> **Document segment**:
Analyzing the quoted articles, several important research gaps can be observed in the studies on the selection of electric vehicles for public administration and local authorities. First of all, the presented literature review indicates a small number of works in which electric vehicles were compared in a multi-criteria way. It can also be noted that to the best of the author’s knowledge, no scientific research on the selection or recommendation of electric vehicles for administrative and local government units has been published so far. On the other hand, the quoted research on the Polish electric vehicle market is out of date, because this market is changing dynamically and new vehicle models appear on it every year, and current vehicles are updated. As regards the MCDA methods used, it should be noted that among the approaches taking into account the uncertainty of parameters of electric vehicles, the only methods used are Fuzzy TOPSIS and COMET, operating on fuzzy sets. Unfortunately, both methods are characterized by high compensation [24] and therefore weak sustainability [14]. This means that a high value of one of the vehicle’s parameters can fully compensate for a low value of another parameter [29], so, for example, a high maximum speed can compensate for high energy consumption. In other words, in the case of high compensation, a profit for one criterion may compensate for losses for another criterion, while low or no compensation reduces or eliminates this possibility altogether [30]. There is another research gap here, because the use of highly compensated MCDA methods results in solutions obtained using the indicated methods are not sustainable.

The research gaps identified directly determine the objectives and contribution of this research. The aim is a multi-criteria analysis of electric vehicles currently available in Poland, which meet the needs of state and local administration bodies. The practical effect will be to identify the most useful vehicles for these administrative units. As far as the scientific contribution is concerned, in this article, the PROSA-C method was used to evaluate electric vehicles available in Poland. It is a method designed to solve multi-criteria decision-making problems, enabling sustainable solutions. It allows adjusting the balance between the criteria influencing the expected degree of sustainability of the solution. This article develops the PROSA-C method by introducing elements of a stochastic analysis, thanks to which the uncertainty of data describing characteristics of electric vehicles is taken into account.

3. Materials and Methods

3.1. PROSA-C Method

PROSA is used to consider discrete decision-making problems, where a set of $A=\left\{a,b,\dots \right\}$ consisting of m alternatives is considered. Alternatives are considered in terms of n criteria belonging to a set $C=\left\{c_1,c_2,\dots ,c_n\right\}$. The calculation procedure of the PROSA-C method [10,11] consists of 7 stages, with the initial 4 stages taken directly from the PROMETHEE method [31,32], on which the PROSA method is based. These steps are based on the approach using single criterion net flows [33] (pp.161–162) [31] (pp.200). The subsequent stages are written below using mathematical formulas.

> **Working data**:
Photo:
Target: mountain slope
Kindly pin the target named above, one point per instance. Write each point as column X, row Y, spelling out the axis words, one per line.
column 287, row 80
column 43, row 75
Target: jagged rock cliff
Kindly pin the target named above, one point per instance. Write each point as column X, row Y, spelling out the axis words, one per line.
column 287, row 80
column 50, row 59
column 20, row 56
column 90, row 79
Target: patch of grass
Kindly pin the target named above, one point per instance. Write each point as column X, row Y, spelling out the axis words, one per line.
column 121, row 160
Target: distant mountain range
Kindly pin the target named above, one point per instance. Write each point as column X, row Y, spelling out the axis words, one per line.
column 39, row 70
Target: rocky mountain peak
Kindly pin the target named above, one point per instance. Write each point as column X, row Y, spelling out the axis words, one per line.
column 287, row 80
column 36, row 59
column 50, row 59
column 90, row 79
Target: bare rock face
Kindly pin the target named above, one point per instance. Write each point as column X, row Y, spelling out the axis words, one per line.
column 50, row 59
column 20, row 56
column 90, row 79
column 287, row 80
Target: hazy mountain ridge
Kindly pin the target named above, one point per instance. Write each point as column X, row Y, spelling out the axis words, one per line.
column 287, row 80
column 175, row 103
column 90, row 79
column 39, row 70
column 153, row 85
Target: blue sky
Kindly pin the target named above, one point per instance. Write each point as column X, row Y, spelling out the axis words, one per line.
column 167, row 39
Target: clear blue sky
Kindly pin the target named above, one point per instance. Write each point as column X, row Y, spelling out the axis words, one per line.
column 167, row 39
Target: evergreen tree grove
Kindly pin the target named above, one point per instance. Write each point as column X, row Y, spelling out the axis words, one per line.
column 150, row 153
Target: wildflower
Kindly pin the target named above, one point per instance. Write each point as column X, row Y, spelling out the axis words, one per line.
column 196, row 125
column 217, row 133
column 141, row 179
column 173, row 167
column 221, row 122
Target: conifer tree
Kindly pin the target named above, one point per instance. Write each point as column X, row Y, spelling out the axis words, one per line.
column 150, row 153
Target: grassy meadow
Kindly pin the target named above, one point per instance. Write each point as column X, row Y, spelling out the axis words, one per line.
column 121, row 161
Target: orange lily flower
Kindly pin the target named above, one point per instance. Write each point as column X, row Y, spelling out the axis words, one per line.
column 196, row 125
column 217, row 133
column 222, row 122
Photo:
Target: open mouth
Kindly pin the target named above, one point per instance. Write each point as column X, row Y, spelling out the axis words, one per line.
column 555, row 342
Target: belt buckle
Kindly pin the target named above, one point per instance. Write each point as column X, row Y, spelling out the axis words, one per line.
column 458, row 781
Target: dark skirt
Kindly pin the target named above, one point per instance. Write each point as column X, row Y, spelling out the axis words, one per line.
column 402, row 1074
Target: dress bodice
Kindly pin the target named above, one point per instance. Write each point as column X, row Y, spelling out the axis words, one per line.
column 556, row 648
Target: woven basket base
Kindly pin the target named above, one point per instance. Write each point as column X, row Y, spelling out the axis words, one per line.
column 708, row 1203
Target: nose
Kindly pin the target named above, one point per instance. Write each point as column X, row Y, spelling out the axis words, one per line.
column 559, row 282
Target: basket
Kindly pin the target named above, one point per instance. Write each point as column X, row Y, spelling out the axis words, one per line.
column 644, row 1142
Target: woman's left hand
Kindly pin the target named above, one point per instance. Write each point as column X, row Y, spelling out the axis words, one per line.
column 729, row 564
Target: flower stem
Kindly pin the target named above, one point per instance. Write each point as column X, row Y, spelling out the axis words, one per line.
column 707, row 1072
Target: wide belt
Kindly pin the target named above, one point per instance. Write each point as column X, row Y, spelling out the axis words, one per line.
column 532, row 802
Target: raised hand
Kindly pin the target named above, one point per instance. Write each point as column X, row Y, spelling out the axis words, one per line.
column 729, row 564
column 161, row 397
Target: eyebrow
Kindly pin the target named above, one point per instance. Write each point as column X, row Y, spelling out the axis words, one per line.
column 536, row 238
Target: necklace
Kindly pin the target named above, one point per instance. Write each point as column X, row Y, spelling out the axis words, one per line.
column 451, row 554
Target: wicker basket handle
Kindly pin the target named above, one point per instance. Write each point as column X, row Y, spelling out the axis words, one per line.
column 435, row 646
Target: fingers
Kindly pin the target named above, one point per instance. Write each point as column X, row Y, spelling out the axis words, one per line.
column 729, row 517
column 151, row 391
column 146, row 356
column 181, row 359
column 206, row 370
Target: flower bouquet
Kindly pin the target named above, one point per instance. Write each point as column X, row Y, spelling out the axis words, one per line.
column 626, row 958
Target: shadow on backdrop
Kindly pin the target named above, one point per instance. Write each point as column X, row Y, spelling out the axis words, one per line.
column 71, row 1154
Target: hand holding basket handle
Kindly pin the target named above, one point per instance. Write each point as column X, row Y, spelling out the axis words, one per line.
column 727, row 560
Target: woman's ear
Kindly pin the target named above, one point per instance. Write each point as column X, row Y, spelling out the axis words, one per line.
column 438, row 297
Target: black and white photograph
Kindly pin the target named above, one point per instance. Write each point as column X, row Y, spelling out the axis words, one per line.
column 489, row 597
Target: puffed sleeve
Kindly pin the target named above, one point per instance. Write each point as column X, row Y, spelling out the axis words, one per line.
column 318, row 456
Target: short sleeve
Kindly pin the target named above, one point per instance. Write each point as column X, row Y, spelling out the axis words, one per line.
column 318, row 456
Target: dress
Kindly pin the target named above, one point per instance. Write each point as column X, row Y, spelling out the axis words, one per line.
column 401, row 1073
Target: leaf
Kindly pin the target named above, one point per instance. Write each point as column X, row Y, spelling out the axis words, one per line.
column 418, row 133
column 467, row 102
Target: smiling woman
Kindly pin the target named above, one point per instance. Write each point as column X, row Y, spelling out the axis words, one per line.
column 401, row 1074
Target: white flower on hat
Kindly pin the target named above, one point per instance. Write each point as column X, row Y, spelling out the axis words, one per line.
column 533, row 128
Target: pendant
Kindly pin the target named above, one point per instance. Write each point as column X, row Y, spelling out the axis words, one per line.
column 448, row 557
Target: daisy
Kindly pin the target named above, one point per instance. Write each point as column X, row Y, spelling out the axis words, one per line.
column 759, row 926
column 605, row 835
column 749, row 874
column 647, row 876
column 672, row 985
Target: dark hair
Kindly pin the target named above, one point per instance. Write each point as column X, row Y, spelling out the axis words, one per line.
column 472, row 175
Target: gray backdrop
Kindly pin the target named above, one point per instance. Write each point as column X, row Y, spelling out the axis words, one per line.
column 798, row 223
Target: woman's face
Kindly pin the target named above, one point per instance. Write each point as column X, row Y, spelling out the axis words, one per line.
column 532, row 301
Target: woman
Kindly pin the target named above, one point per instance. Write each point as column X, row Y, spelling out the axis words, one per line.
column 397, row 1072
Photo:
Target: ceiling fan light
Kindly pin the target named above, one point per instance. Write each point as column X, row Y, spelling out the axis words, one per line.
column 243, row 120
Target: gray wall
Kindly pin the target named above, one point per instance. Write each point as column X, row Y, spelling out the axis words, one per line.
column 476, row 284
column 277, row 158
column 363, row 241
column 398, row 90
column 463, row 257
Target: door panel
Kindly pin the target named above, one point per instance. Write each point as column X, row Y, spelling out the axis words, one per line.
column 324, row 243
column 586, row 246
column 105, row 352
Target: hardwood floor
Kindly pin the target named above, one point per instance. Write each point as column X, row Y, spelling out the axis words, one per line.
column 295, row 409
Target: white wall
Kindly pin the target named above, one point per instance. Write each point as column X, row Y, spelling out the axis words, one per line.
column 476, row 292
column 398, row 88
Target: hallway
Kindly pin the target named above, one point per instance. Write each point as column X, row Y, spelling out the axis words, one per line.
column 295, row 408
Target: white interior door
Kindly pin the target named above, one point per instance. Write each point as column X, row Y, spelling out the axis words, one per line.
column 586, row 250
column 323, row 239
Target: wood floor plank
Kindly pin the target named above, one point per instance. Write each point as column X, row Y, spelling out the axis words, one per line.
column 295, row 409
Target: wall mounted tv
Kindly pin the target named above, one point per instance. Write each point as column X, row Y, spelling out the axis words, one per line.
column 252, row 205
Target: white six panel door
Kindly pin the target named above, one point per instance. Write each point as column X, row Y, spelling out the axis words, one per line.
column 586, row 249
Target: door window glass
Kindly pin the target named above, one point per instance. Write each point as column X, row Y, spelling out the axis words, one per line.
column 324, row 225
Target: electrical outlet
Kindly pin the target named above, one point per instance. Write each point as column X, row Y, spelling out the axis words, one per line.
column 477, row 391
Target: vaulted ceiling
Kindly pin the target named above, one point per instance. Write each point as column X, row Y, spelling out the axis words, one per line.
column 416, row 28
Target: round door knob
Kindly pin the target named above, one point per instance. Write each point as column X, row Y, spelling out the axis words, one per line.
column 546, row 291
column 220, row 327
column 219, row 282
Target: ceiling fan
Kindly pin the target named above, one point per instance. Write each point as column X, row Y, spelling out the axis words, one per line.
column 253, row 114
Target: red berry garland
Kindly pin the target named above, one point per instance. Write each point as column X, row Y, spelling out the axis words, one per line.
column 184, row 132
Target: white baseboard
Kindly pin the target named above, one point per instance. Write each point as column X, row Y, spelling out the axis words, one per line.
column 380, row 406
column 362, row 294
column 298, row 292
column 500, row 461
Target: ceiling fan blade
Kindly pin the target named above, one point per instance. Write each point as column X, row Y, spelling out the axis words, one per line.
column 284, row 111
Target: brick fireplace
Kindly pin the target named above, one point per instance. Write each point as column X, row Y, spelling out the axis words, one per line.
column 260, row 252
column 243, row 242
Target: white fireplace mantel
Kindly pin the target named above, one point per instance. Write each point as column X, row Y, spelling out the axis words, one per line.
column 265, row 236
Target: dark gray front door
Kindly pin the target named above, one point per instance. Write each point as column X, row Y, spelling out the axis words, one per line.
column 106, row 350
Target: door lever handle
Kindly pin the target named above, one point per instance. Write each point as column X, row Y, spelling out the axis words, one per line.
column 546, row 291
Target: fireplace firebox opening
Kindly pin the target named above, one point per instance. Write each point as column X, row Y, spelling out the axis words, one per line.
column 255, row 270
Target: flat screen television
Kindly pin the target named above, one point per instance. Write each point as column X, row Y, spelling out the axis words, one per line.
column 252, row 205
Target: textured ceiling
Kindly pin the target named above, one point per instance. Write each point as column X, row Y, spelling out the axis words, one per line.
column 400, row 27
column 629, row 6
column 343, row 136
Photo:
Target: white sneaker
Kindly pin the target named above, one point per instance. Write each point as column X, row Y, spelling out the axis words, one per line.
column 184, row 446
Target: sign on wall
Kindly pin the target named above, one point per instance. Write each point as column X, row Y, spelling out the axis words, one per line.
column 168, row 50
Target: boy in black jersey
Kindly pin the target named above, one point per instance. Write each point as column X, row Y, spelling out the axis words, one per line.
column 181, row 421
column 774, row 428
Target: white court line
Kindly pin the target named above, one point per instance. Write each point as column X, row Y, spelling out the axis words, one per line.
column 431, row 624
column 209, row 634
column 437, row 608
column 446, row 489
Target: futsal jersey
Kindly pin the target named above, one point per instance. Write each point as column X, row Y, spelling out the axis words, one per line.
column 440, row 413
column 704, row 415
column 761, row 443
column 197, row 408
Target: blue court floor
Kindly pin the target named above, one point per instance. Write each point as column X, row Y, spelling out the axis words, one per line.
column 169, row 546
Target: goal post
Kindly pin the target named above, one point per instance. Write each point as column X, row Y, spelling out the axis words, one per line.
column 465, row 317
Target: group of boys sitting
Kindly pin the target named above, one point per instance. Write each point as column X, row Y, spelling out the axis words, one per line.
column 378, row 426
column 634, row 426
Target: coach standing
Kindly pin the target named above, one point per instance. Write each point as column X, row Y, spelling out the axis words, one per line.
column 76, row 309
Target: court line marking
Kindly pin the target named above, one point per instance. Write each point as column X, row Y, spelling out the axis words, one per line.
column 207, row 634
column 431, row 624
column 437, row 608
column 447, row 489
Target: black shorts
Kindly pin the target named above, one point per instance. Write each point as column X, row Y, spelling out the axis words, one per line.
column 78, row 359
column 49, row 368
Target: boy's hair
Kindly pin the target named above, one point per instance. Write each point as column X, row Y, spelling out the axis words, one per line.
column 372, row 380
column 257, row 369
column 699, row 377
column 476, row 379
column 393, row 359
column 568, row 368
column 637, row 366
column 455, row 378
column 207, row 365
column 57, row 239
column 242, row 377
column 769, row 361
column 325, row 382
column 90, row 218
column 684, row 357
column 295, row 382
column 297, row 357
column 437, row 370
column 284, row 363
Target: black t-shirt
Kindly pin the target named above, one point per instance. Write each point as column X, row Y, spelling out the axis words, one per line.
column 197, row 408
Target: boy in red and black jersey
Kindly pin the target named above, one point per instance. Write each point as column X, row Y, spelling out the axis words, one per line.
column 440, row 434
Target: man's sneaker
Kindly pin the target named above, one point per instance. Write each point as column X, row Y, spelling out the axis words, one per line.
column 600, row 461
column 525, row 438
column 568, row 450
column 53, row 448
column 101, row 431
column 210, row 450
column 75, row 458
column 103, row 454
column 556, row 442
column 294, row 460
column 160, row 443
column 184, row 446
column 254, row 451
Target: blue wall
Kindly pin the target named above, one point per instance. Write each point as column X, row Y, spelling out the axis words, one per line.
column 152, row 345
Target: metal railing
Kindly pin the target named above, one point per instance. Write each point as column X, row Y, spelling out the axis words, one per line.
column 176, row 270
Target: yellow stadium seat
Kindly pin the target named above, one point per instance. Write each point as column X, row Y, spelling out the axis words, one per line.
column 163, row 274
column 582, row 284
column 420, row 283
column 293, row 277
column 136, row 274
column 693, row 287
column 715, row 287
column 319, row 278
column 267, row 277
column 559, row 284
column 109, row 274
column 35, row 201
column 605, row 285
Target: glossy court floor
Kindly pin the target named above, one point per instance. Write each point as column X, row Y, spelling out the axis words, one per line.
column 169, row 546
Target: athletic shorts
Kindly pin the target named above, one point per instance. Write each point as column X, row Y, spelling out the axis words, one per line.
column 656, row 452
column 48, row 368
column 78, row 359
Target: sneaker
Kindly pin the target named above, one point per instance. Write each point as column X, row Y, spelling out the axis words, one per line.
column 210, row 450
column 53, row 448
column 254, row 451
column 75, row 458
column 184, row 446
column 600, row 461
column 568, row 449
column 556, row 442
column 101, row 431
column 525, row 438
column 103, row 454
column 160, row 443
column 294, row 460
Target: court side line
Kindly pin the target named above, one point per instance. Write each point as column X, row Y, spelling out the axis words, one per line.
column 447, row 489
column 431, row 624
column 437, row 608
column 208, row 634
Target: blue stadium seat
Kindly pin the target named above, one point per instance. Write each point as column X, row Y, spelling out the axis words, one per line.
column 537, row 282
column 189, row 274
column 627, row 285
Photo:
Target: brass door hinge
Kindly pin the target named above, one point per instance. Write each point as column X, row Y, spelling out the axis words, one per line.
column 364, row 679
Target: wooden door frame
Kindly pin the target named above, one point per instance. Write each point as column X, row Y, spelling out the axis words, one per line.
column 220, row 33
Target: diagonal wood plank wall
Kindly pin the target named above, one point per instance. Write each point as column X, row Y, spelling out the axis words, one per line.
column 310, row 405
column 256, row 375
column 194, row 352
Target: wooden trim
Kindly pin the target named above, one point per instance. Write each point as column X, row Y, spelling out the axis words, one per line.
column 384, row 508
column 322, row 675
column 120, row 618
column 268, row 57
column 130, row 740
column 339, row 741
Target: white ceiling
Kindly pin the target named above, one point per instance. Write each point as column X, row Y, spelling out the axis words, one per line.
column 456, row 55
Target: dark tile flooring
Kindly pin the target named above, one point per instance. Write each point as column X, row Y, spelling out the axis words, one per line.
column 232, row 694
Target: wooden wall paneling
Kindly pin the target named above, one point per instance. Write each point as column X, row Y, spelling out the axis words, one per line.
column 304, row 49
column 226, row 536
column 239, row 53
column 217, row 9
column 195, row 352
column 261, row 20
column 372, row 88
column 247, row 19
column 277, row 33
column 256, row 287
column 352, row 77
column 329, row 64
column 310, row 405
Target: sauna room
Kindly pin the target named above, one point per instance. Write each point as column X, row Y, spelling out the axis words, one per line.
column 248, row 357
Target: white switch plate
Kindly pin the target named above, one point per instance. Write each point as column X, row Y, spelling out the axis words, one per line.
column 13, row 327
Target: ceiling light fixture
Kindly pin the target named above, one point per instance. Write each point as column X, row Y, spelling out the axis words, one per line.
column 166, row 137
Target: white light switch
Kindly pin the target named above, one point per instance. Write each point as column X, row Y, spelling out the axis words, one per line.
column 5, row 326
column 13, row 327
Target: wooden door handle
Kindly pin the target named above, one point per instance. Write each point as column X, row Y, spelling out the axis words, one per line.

> **Task set**:
1 - Write out everything in the excerpt on selecting electric vehicles from "3. Materials and" down to "using mathematical formulas.".
2 - In the entries, give only the lines from the one containing "Target: dress bodice" down to the one containing "column 556, row 648", replacing "bodice" with "sleeve" and leaving everything else unchanged.

> **The answers**:
1 -
3. Materials and Methods

3.1. PROSA-C Method

PROSA is used to consider discrete decision-making problems, where a set of $A=\left\{a,b,\dots \right\}$ consisting of m alternatives is considered. Alternatives are considered in terms of n criteria belonging to a set $C=\left\{c_1,c_2,\dots ,c_n\right\}$. The calculation procedure of the PROSA-C method [10,11] consists of 7 stages, with the initial 4 stages taken directly from the PROMETHEE method [31,32], on which the PROSA method is based. These steps are based on the approach using single criterion net flows [33] (pp.161–162) [31] (pp.200). The subsequent stages are written below using mathematical formulas.

2 -
Target: dress sleeve
Kindly pin the target named above, one point per instance. Write each point as column X, row Y, spelling out the axis words, one per line.
column 556, row 648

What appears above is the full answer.